◆ DOCUMENT SECTION
* begin *

8
The Castle Gate
The section of US Route 6 that passes through Price Canyon is one of the most dangerous highways in America. Semi drivers on their way east lumber along this highway that curves through the mountains, and at night only stars and headlights illuminate the way. On many days in winter it is better to avoid it. Even the elaborate winter snowplow system in Utah is insufficient to remove the danger of ice that accumulates at Soldier Summit, the road’s high point. From Provo to Price, the drive is seventy-four miles, a journey to my parent’s home that I never looked forward to.
While I was finishing my education at Brigham Young University, my father had been offered the presidency of the College of Eastern Utah—a small college that serves Price and the surrounding towns, largely populated by the descendants of coal miners from Carbon County. The coal mining industry has gradually been replaced by other means of energy production, although there are still members of these communities who mine or drive coal trucks. The college and the public school system provide most of the jobs in Price. In his formal acceptance statement, my father mentioned that his father and grandfather had worked in the mines in Carbon County, a fact that largely influenced his decision to move with my mother Ann and my younger siblings to a home overlooking the college and surrounded by tawny colored cliffs, flat-topped and sandy.

* end *

◆ EXCERPTED RECORDS
* begin *

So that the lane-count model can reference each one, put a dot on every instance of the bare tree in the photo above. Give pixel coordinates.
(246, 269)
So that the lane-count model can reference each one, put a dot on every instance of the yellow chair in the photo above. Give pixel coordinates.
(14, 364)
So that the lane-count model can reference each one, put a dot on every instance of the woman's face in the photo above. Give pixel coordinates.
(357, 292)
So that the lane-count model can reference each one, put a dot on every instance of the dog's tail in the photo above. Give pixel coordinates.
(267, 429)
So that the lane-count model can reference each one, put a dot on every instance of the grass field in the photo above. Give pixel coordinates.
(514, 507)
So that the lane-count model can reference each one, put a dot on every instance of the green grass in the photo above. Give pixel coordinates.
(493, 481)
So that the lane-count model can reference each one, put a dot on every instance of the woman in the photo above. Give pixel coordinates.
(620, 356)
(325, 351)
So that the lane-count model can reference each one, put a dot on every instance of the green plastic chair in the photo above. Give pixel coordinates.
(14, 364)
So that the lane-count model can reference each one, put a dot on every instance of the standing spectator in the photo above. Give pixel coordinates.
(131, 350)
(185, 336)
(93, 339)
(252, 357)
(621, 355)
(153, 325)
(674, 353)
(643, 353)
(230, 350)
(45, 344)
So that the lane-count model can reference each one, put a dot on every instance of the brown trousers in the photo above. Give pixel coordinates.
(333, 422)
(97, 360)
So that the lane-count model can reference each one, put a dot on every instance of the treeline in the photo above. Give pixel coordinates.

* end *

◆ EXERCISES TO COMPLETE
a) Answer these questions from the Castle Gate text:
(i) How long is the drive from Provo to Price?
(ii) What position was the father offered while the narrator was finishing at Brigham Young University?
(iii) At what place does ice accumulate on the road?
b) Reproduce a stretch of the Castle Gate text word for word, beginning at the words that have "While I was" and stopping after "flat-topped and sandy.".

◆ THE REPLIES
a)
(i) Seventy-four miles.
(ii) The presidency of the College of Eastern Utah.
(iii) Soldier Summit, the road's high point.

b)
While I was finishing my education at Brigham Young University, my father had been offered the presidency of the College of Eastern Utah—a small college that serves Price and the surrounding towns, largely populated by the descendants of coal miners from Carbon County. The coal mining industry has gradually been replaced by other means of energy production, although there are still members of these communities who mine or drive coal trucks. The college and the public school system provide most of the jobs in Price. In his formal acceptance statement, my father mentioned that his father and grandfather had worked in the mines in Carbon County, a fact that largely influenced his decision to move with my mother Ann and my younger siblings to a home overlooking the college and surrounded by tawny colored cliffs, flat-topped and sandy.